Material provided Start Marker

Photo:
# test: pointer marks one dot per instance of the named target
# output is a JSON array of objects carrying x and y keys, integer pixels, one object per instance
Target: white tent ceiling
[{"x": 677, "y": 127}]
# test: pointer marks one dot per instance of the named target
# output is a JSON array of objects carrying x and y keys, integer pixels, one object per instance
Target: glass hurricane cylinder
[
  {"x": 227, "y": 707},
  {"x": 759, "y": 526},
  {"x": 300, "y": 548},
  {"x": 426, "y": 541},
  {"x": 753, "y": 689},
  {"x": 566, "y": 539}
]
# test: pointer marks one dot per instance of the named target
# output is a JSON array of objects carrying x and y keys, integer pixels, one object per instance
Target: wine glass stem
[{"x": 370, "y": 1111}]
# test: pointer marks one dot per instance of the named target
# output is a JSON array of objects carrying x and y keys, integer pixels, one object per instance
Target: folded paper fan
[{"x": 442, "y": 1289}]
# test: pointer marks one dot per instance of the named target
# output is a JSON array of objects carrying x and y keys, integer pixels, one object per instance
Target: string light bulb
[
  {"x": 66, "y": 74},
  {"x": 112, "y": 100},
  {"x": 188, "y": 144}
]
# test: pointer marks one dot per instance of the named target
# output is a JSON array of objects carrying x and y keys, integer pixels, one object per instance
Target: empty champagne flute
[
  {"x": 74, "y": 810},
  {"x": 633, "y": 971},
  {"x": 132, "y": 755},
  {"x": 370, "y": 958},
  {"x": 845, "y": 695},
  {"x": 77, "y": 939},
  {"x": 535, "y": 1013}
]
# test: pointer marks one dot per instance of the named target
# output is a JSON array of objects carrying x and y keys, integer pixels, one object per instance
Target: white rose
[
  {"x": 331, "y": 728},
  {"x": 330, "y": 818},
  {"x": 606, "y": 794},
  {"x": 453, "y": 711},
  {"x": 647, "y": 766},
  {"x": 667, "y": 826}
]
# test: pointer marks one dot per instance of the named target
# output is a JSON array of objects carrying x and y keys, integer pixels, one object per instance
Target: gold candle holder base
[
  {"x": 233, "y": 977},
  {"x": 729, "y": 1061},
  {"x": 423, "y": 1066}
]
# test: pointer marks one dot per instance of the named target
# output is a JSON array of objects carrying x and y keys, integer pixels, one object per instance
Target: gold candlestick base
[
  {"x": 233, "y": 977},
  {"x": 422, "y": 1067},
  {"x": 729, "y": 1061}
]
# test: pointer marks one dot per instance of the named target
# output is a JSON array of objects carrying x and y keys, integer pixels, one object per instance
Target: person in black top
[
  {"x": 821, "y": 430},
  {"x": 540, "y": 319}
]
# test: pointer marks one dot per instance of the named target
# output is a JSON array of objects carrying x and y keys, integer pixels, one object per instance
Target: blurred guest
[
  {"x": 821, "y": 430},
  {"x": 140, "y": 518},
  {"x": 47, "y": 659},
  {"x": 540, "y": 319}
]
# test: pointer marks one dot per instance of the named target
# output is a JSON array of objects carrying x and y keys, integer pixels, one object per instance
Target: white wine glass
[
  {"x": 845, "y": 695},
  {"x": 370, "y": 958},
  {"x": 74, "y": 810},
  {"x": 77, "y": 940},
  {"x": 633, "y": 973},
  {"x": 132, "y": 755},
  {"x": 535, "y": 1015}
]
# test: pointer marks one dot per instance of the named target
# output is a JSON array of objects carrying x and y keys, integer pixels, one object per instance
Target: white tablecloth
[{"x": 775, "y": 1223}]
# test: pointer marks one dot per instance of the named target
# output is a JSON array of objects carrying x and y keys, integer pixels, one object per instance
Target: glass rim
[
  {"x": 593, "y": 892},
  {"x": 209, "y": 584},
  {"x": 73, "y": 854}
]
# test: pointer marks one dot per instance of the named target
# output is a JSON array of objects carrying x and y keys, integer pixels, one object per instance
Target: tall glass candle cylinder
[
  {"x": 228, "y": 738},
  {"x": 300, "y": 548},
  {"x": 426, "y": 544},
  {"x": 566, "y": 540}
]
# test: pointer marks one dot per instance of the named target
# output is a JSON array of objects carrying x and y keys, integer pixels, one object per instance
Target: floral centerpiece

Material provided End Marker

▶ [Your task]: The answer must contain every line of the material, unchanged.

▶ [Finished task]:
Photo:
# test: pointer marks one dot per instance of the named target
# output is a JSON array of objects carrying x and y keys, integer pixels, one object per instance
Target: white tent ceiling
[{"x": 677, "y": 127}]
# test: pointer marks one dot per instance of the named target
# output is a JSON array of objects carrying x and y keys, integer pixels, one object per instance
Target: glass hurricane cylinder
[
  {"x": 227, "y": 707},
  {"x": 759, "y": 526},
  {"x": 300, "y": 548},
  {"x": 426, "y": 541},
  {"x": 753, "y": 689},
  {"x": 566, "y": 539}
]
# test: pointer marks one dot per instance of the named target
# output is a JSON array of objects carrying x and y keys, integer pixels, one object per instance
Target: wine glass stem
[{"x": 370, "y": 1111}]
# test: pointer marks one dot per instance of the named target
# output is a JSON array of objects carrying x and y keys, integer pixels, one object per instance
Target: folded paper fan
[{"x": 442, "y": 1289}]
# test: pointer marks one dot per instance of the named target
# output is a JSON array of objects carrying x and y keys, integer pixels, one object per instance
Target: string light bulb
[
  {"x": 66, "y": 74},
  {"x": 112, "y": 100},
  {"x": 188, "y": 144}
]
# test: pointer marks one dot per instance of the named target
# output is a JSON array of objects carrying x and y keys, integer pixels, one object per instance
Target: empty champagne flute
[
  {"x": 74, "y": 810},
  {"x": 633, "y": 971},
  {"x": 132, "y": 755},
  {"x": 370, "y": 958},
  {"x": 845, "y": 695},
  {"x": 77, "y": 939},
  {"x": 535, "y": 1013}
]
# test: pointer marks one dot per instance of the named target
# output is a JSON array of objects carrying x and y keys, integer pixels, one object per instance
Target: white rose
[
  {"x": 331, "y": 728},
  {"x": 330, "y": 818},
  {"x": 606, "y": 794},
  {"x": 453, "y": 711},
  {"x": 647, "y": 766},
  {"x": 667, "y": 826}
]
# test: pointer marks one dot per instance of the named target
# output is a JSON array of objects carrying x and y keys, integer pixels, one object per instance
Target: gold candle holder base
[
  {"x": 233, "y": 977},
  {"x": 729, "y": 1061},
  {"x": 423, "y": 1066}
]
# test: pointer marks one dot per instance of the named target
# output is a JSON array of objects carrying x and y keys, integer pixels, one object per instance
Target: gold candlestick base
[
  {"x": 233, "y": 977},
  {"x": 422, "y": 1067},
  {"x": 729, "y": 1061}
]
# test: pointer marks one dot per instance of the named target
# output is a JSON array of objects carrying x and y keys, integer pixels, one object per instance
Target: person in black top
[
  {"x": 821, "y": 430},
  {"x": 540, "y": 319}
]
# test: pointer marks one dot per instance of the named target
# output is a JSON array of objects carrying x and y keys, integer pixels, one object per instance
Target: blurred guest
[
  {"x": 821, "y": 430},
  {"x": 140, "y": 518},
  {"x": 47, "y": 659},
  {"x": 540, "y": 319}
]
# test: pointer marks one dot per instance of the named target
# output is a JSON array of objects carrying x and y keys, integer pixels, one object per instance
Target: white wine glass
[
  {"x": 845, "y": 695},
  {"x": 370, "y": 958},
  {"x": 74, "y": 810},
  {"x": 77, "y": 940},
  {"x": 633, "y": 973},
  {"x": 132, "y": 755},
  {"x": 535, "y": 1015}
]
# test: pointer marks one dot per instance of the named target
# output is a JSON array of objects carrying x and y keys, integer pixels, one object per instance
Target: white tablecloth
[{"x": 775, "y": 1223}]
# test: pointer marks one dot per instance of the named target
# output is a JSON array of objects carrying x and y keys, integer pixels, one object per instance
Target: glass rim
[
  {"x": 593, "y": 892},
  {"x": 209, "y": 584},
  {"x": 73, "y": 854}
]
# test: pointer marks one dot per instance of the named target
# output is a JSON array of objects carrying x and y keys, integer pixels, one object per instance
Target: tall glass candle cylinder
[
  {"x": 228, "y": 738},
  {"x": 300, "y": 548},
  {"x": 426, "y": 544},
  {"x": 566, "y": 540}
]
# test: pointer marks one dot per instance of the named target
# output is a JSON array of objects carrying x and y keys, integer pixels, one object per instance
Target: floral centerpiece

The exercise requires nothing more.